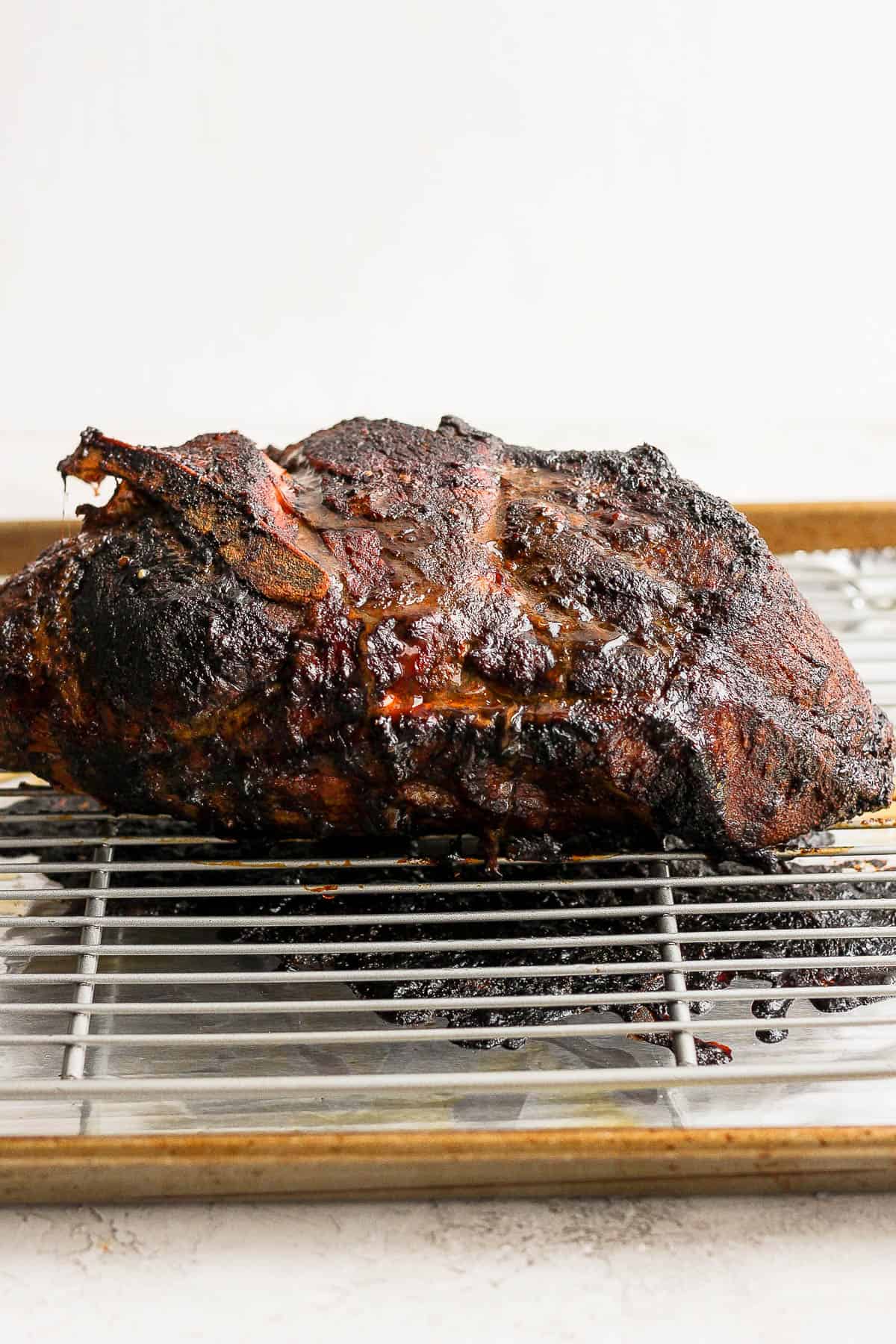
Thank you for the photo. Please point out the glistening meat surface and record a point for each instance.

+++

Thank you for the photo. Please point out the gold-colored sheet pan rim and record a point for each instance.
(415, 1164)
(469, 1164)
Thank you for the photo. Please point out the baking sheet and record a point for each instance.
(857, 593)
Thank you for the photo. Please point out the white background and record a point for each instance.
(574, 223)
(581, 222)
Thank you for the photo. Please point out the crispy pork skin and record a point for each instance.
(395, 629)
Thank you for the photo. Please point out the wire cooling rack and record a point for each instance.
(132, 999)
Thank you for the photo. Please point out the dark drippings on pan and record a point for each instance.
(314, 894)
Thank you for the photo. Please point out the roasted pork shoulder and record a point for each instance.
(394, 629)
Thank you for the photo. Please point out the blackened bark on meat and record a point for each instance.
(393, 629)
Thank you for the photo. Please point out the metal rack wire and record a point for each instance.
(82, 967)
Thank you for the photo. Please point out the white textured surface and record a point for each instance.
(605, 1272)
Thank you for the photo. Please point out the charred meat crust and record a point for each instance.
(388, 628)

+++

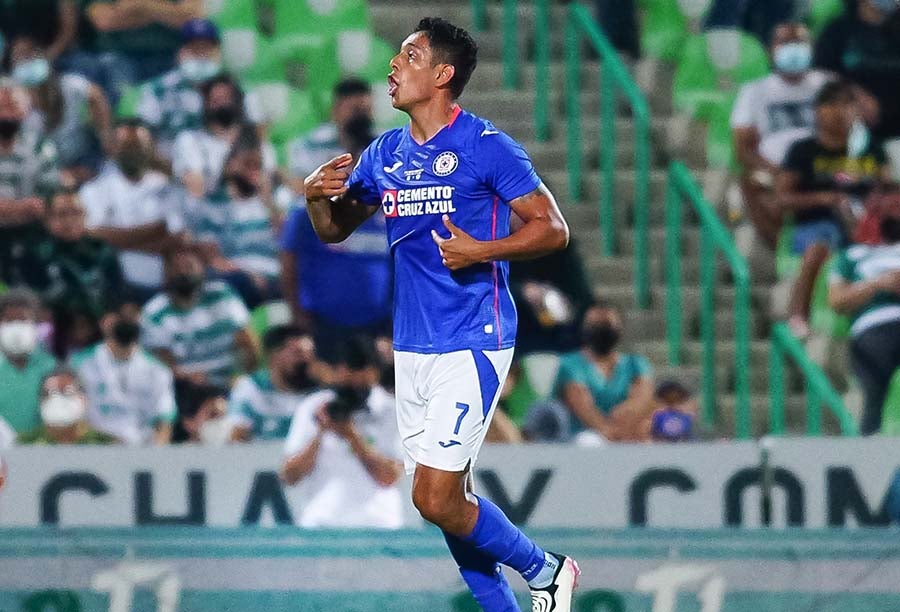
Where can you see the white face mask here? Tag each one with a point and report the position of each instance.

+++

- [WHAT THIS TASK INVOLVES] Rewrite the stretch of items from the line containing "Thank you for the photo. Please point out the dark" through the line containing "(605, 1272)", changing "metal" to "steel" and leaving everything else the same.

- [TASK RESPONSE]
Thank you for the photo. Please point out the dark drippings on pan and record a point for each instance.
(314, 894)
Thank you for the photo. Please point out the roasted pork shoulder and record a point for each instance.
(394, 629)
Thank you for the photo. Please point out the blackened bark on meat and record a point for each instance.
(393, 629)
Thank you for the photo. Please point out the steel rack wire and record a point for each instance.
(82, 967)
Thank you for the photo. Please point out the white textured surface and record a point for each instance.
(605, 1272)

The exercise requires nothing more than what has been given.